→ WHAT IS NEEDED:
Identify every line in the items below that contains the string "house", and copy each of those lines in full.

Recorded data:
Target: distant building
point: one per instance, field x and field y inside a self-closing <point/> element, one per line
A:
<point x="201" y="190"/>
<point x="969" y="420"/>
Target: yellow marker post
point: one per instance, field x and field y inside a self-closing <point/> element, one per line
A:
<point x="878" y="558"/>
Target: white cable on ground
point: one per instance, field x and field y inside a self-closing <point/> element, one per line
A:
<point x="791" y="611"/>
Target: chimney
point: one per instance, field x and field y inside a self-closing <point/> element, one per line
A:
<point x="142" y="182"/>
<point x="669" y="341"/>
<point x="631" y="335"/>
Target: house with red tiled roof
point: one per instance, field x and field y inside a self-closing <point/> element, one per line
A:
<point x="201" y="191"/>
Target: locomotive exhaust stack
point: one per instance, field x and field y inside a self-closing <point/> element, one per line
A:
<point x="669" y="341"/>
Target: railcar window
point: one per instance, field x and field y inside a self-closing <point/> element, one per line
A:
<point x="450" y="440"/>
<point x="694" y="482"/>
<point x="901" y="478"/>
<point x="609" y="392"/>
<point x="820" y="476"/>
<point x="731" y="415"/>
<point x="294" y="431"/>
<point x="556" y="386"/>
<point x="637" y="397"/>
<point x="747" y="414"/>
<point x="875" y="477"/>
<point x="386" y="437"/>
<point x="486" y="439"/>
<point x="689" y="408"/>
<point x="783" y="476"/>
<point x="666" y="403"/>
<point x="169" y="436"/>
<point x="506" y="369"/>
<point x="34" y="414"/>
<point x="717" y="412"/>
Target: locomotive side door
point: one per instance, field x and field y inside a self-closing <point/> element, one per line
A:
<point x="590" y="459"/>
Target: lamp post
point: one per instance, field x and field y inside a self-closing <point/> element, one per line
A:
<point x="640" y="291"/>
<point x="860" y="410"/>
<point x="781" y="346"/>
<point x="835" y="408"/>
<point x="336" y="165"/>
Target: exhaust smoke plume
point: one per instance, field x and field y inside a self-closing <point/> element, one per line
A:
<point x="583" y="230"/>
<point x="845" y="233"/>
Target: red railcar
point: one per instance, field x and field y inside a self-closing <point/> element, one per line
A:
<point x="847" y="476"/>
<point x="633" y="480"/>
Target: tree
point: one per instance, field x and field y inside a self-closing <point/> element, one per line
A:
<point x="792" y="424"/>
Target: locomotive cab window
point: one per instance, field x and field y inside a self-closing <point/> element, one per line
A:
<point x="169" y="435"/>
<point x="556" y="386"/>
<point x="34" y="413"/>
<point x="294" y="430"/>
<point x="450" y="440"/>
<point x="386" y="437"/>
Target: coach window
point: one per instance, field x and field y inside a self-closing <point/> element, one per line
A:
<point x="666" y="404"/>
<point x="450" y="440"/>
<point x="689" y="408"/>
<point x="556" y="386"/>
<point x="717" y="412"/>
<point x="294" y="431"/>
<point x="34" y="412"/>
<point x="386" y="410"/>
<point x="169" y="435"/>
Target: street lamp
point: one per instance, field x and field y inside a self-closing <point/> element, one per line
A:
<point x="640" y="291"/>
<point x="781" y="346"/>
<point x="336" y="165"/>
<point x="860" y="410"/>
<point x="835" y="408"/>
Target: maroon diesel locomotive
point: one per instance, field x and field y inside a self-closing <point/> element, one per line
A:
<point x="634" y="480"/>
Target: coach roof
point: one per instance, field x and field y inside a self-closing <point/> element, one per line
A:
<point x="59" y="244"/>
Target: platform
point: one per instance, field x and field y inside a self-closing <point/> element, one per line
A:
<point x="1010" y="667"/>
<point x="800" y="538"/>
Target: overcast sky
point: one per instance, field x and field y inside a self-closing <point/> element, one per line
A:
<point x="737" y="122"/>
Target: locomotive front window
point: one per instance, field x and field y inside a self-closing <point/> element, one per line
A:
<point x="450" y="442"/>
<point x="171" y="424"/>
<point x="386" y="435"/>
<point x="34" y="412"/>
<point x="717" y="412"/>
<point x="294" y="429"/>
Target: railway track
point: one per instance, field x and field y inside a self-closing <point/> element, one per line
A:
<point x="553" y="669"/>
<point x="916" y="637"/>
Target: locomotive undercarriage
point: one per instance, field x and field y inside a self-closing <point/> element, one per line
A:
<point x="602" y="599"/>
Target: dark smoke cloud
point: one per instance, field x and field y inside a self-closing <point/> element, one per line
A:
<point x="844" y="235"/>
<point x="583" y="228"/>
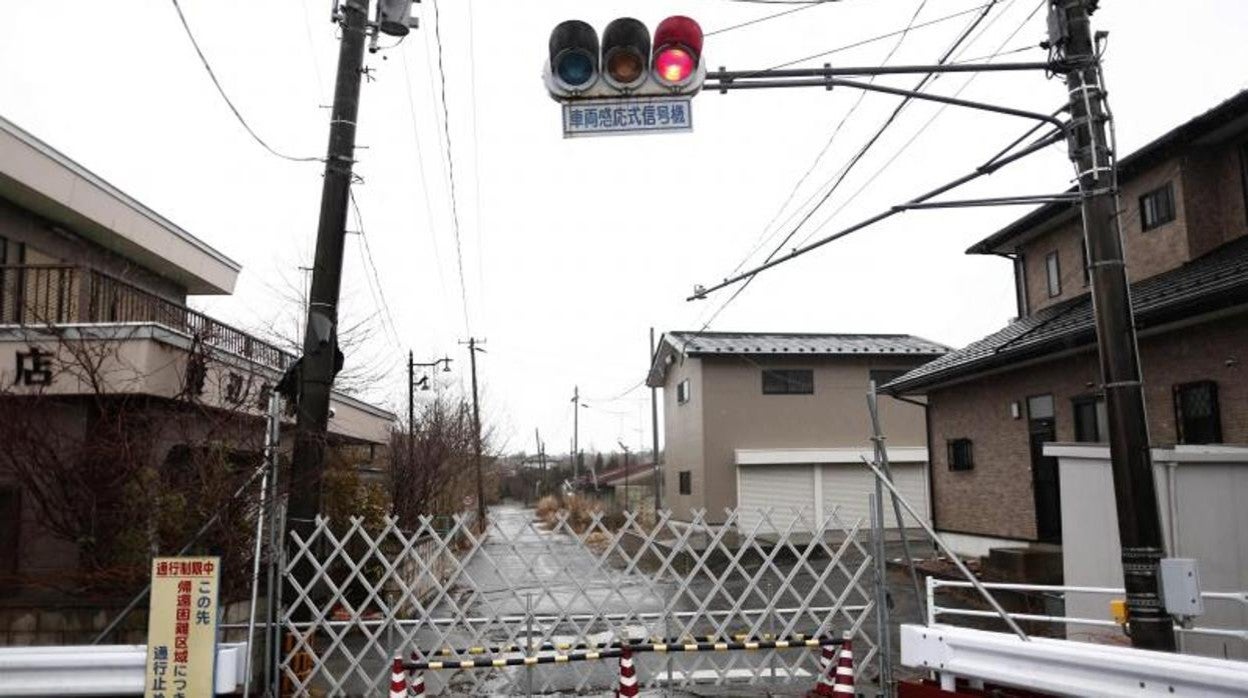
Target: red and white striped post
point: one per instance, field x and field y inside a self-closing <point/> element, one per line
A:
<point x="398" y="683"/>
<point x="628" y="676"/>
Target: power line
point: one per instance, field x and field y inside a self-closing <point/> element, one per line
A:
<point x="424" y="185"/>
<point x="476" y="156"/>
<point x="226" y="98"/>
<point x="926" y="124"/>
<point x="858" y="157"/>
<point x="451" y="166"/>
<point x="879" y="38"/>
<point x="371" y="266"/>
<point x="854" y="161"/>
<point x="765" y="236"/>
<point x="763" y="19"/>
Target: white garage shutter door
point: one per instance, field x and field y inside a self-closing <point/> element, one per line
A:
<point x="783" y="488"/>
<point x="848" y="486"/>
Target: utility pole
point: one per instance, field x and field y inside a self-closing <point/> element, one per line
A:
<point x="476" y="423"/>
<point x="1138" y="520"/>
<point x="411" y="411"/>
<point x="575" y="432"/>
<point x="625" y="475"/>
<point x="654" y="435"/>
<point x="320" y="361"/>
<point x="537" y="437"/>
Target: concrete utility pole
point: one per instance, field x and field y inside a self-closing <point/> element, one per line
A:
<point x="575" y="432"/>
<point x="654" y="436"/>
<point x="476" y="423"/>
<point x="1138" y="520"/>
<point x="320" y="361"/>
<point x="537" y="437"/>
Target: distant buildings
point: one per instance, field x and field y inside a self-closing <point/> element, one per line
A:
<point x="780" y="421"/>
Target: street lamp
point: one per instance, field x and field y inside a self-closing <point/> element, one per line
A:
<point x="411" y="396"/>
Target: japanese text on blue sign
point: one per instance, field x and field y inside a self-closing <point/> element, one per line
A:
<point x="630" y="116"/>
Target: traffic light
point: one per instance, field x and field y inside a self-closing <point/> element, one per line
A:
<point x="627" y="63"/>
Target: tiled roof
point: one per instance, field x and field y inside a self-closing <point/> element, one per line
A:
<point x="1212" y="282"/>
<point x="694" y="344"/>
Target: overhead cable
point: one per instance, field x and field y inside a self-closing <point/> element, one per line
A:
<point x="226" y="98"/>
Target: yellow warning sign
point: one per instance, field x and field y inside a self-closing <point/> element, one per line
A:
<point x="182" y="627"/>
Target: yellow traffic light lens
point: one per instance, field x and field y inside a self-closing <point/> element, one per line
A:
<point x="625" y="66"/>
<point x="673" y="65"/>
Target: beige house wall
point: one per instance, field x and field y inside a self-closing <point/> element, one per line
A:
<point x="683" y="438"/>
<point x="728" y="411"/>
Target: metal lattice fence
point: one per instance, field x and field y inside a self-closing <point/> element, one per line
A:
<point x="361" y="597"/>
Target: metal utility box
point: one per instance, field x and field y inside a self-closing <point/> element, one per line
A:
<point x="1181" y="587"/>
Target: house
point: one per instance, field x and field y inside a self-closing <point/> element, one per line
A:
<point x="94" y="326"/>
<point x="780" y="421"/>
<point x="995" y="403"/>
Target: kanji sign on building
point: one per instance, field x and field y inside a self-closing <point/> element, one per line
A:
<point x="600" y="117"/>
<point x="182" y="627"/>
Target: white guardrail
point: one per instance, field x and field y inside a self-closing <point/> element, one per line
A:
<point x="1066" y="668"/>
<point x="107" y="669"/>
<point x="934" y="611"/>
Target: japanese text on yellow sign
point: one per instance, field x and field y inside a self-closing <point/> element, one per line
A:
<point x="182" y="627"/>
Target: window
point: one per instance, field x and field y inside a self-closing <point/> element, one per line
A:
<point x="1087" y="272"/>
<point x="788" y="381"/>
<point x="1090" y="420"/>
<point x="1157" y="206"/>
<point x="683" y="391"/>
<point x="10" y="532"/>
<point x="1053" y="272"/>
<point x="885" y="376"/>
<point x="1040" y="407"/>
<point x="1196" y="412"/>
<point x="960" y="457"/>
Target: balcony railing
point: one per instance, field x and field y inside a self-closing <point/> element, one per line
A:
<point x="64" y="294"/>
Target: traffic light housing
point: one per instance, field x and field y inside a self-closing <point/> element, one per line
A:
<point x="625" y="63"/>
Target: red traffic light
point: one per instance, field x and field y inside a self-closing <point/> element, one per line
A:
<point x="678" y="43"/>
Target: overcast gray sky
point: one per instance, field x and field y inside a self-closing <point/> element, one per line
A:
<point x="573" y="249"/>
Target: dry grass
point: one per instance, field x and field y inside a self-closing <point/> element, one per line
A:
<point x="578" y="511"/>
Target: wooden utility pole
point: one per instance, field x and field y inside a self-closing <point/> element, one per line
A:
<point x="1135" y="493"/>
<point x="654" y="435"/>
<point x="476" y="422"/>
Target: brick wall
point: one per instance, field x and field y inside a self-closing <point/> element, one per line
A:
<point x="995" y="498"/>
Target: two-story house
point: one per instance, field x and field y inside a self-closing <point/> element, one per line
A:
<point x="95" y="331"/>
<point x="996" y="402"/>
<point x="780" y="421"/>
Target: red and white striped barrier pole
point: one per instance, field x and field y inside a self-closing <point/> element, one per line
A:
<point x="398" y="683"/>
<point x="835" y="671"/>
<point x="628" y="676"/>
<point x="416" y="678"/>
<point x="844" y="682"/>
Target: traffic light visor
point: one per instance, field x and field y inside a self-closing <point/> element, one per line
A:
<point x="677" y="50"/>
<point x="574" y="54"/>
<point x="625" y="51"/>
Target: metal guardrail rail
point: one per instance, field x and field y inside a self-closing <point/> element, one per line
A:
<point x="45" y="295"/>
<point x="99" y="669"/>
<point x="935" y="611"/>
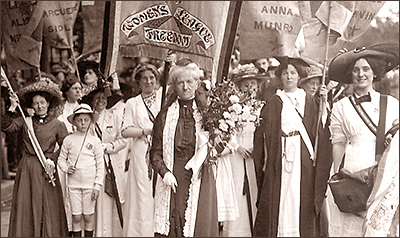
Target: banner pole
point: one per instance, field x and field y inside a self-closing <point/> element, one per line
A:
<point x="230" y="34"/>
<point x="322" y="100"/>
<point x="35" y="143"/>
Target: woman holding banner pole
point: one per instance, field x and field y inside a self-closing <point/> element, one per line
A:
<point x="286" y="179"/>
<point x="353" y="141"/>
<point x="37" y="208"/>
<point x="138" y="118"/>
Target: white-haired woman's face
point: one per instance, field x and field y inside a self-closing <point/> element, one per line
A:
<point x="90" y="77"/>
<point x="362" y="74"/>
<point x="40" y="105"/>
<point x="147" y="82"/>
<point x="290" y="77"/>
<point x="185" y="85"/>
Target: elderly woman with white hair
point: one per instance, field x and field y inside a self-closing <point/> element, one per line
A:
<point x="178" y="141"/>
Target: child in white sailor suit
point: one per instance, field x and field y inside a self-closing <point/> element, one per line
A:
<point x="81" y="157"/>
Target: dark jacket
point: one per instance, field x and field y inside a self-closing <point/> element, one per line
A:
<point x="268" y="135"/>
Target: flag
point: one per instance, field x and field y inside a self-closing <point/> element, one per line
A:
<point x="314" y="31"/>
<point x="268" y="28"/>
<point x="92" y="17"/>
<point x="22" y="33"/>
<point x="58" y="22"/>
<point x="364" y="13"/>
<point x="340" y="14"/>
<point x="192" y="29"/>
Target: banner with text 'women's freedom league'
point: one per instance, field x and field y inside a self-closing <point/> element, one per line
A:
<point x="193" y="29"/>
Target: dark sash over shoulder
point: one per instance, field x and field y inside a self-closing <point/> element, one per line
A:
<point x="363" y="114"/>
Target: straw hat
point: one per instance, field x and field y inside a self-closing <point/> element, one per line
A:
<point x="313" y="72"/>
<point x="83" y="108"/>
<point x="245" y="72"/>
<point x="340" y="65"/>
<point x="144" y="67"/>
<point x="286" y="60"/>
<point x="26" y="93"/>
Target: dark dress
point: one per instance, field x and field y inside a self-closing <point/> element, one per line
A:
<point x="37" y="208"/>
<point x="269" y="134"/>
<point x="184" y="149"/>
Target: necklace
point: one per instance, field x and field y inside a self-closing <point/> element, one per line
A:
<point x="149" y="99"/>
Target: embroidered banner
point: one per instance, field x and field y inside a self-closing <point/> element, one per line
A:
<point x="22" y="33"/>
<point x="58" y="22"/>
<point x="268" y="28"/>
<point x="364" y="12"/>
<point x="193" y="29"/>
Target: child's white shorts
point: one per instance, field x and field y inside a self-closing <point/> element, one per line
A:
<point x="81" y="201"/>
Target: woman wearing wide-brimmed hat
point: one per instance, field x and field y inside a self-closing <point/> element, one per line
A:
<point x="90" y="76"/>
<point x="286" y="179"/>
<point x="241" y="163"/>
<point x="108" y="128"/>
<point x="140" y="112"/>
<point x="352" y="140"/>
<point x="37" y="208"/>
<point x="312" y="82"/>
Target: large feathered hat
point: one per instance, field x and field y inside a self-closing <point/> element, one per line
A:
<point x="340" y="66"/>
<point x="26" y="93"/>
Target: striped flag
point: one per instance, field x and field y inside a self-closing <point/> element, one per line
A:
<point x="92" y="17"/>
<point x="340" y="15"/>
<point x="193" y="29"/>
<point x="268" y="28"/>
<point x="58" y="22"/>
<point x="21" y="31"/>
<point x="364" y="12"/>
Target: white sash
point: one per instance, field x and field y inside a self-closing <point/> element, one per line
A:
<point x="302" y="129"/>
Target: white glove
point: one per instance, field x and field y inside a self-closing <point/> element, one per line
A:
<point x="170" y="180"/>
<point x="14" y="102"/>
<point x="50" y="166"/>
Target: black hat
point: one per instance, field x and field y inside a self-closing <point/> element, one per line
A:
<point x="26" y="93"/>
<point x="102" y="86"/>
<point x="84" y="65"/>
<point x="340" y="65"/>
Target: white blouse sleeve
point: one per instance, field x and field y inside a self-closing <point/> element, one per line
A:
<point x="337" y="129"/>
<point x="129" y="113"/>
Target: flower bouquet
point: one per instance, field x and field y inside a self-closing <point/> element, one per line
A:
<point x="227" y="114"/>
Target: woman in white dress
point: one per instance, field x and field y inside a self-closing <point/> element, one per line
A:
<point x="287" y="175"/>
<point x="351" y="138"/>
<point x="242" y="164"/>
<point x="138" y="118"/>
<point x="108" y="128"/>
<point x="72" y="92"/>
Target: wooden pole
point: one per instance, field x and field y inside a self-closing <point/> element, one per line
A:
<point x="230" y="34"/>
<point x="322" y="100"/>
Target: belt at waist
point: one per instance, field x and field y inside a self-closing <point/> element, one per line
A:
<point x="292" y="133"/>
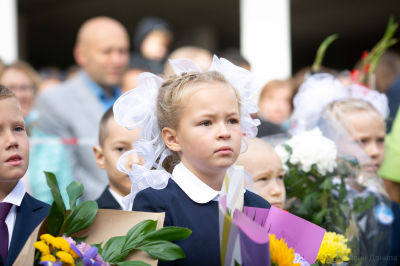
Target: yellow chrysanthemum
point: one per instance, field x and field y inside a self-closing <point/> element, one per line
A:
<point x="74" y="255"/>
<point x="61" y="243"/>
<point x="42" y="247"/>
<point x="47" y="238"/>
<point x="280" y="253"/>
<point x="48" y="257"/>
<point x="65" y="257"/>
<point x="333" y="249"/>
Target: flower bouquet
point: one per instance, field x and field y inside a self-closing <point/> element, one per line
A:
<point x="314" y="181"/>
<point x="257" y="236"/>
<point x="87" y="236"/>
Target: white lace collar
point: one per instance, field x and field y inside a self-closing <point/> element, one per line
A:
<point x="194" y="188"/>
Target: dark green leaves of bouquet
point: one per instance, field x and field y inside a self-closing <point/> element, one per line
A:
<point x="144" y="236"/>
<point x="79" y="218"/>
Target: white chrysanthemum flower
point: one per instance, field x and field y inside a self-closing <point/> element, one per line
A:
<point x="311" y="147"/>
<point x="283" y="154"/>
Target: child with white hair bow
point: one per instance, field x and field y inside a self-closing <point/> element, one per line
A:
<point x="192" y="126"/>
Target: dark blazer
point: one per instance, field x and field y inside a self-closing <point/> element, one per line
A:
<point x="30" y="214"/>
<point x="202" y="247"/>
<point x="107" y="201"/>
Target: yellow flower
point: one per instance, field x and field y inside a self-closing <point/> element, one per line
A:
<point x="280" y="253"/>
<point x="48" y="257"/>
<point x="61" y="243"/>
<point x="72" y="252"/>
<point x="42" y="247"/>
<point x="333" y="249"/>
<point x="65" y="257"/>
<point x="47" y="238"/>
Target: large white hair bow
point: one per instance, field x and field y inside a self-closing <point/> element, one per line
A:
<point x="320" y="90"/>
<point x="138" y="109"/>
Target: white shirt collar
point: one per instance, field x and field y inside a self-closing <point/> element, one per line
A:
<point x="17" y="194"/>
<point x="117" y="197"/>
<point x="194" y="188"/>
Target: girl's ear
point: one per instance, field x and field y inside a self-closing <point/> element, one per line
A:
<point x="170" y="138"/>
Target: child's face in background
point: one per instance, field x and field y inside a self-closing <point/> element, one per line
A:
<point x="275" y="106"/>
<point x="209" y="132"/>
<point x="14" y="144"/>
<point x="118" y="141"/>
<point x="265" y="167"/>
<point x="370" y="131"/>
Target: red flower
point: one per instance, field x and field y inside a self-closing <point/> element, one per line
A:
<point x="364" y="55"/>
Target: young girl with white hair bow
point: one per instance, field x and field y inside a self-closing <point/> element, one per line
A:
<point x="192" y="125"/>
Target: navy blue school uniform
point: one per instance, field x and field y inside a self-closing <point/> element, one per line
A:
<point x="107" y="201"/>
<point x="188" y="202"/>
<point x="29" y="214"/>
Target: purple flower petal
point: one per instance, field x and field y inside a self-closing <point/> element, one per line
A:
<point x="76" y="250"/>
<point x="91" y="253"/>
<point x="50" y="263"/>
<point x="90" y="262"/>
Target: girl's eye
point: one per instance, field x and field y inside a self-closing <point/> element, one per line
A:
<point x="120" y="149"/>
<point x="381" y="140"/>
<point x="205" y="123"/>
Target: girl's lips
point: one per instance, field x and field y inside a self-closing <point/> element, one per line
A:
<point x="225" y="150"/>
<point x="14" y="160"/>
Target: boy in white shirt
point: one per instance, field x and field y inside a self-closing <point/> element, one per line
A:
<point x="114" y="140"/>
<point x="20" y="213"/>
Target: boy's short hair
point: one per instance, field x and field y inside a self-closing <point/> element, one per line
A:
<point x="6" y="93"/>
<point x="103" y="125"/>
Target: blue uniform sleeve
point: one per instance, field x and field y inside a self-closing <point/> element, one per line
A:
<point x="148" y="201"/>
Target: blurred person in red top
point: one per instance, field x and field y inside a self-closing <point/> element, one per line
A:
<point x="73" y="109"/>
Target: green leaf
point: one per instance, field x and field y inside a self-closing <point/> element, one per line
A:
<point x="134" y="235"/>
<point x="112" y="250"/>
<point x="170" y="233"/>
<point x="100" y="250"/>
<point x="75" y="191"/>
<point x="317" y="218"/>
<point x="132" y="263"/>
<point x="163" y="250"/>
<point x="79" y="240"/>
<point x="55" y="191"/>
<point x="361" y="205"/>
<point x="81" y="218"/>
<point x="55" y="220"/>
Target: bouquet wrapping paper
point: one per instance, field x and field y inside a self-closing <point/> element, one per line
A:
<point x="244" y="235"/>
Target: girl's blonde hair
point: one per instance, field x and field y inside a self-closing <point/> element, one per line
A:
<point x="173" y="97"/>
<point x="340" y="109"/>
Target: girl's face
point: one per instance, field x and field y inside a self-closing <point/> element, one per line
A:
<point x="209" y="134"/>
<point x="370" y="131"/>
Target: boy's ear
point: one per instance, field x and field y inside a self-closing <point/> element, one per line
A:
<point x="98" y="154"/>
<point x="170" y="138"/>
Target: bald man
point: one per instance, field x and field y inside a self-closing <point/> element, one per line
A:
<point x="264" y="165"/>
<point x="74" y="108"/>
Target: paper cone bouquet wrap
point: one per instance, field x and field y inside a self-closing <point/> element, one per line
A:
<point x="257" y="236"/>
<point x="86" y="236"/>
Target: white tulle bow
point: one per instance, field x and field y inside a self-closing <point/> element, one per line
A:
<point x="138" y="109"/>
<point x="320" y="90"/>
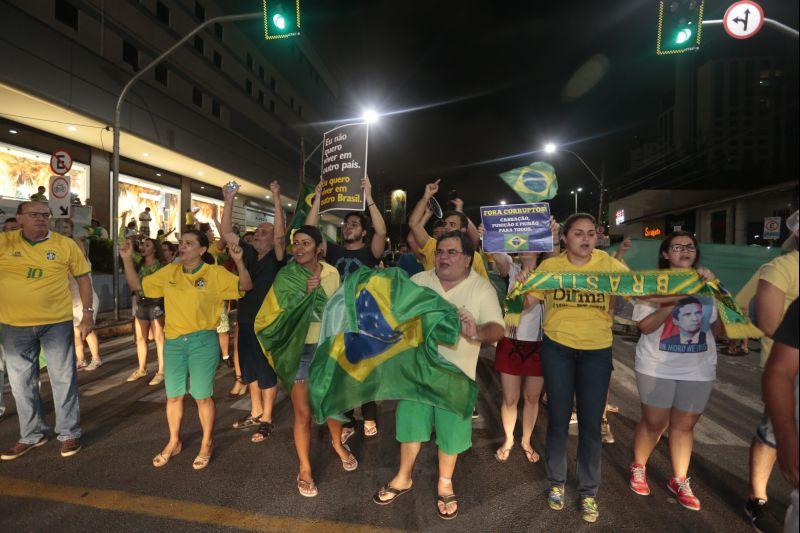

→ ANSWER FOR THE TASK:
Target: house with red tiled roof
Target: beige house wall
Target: house
Target: two-story house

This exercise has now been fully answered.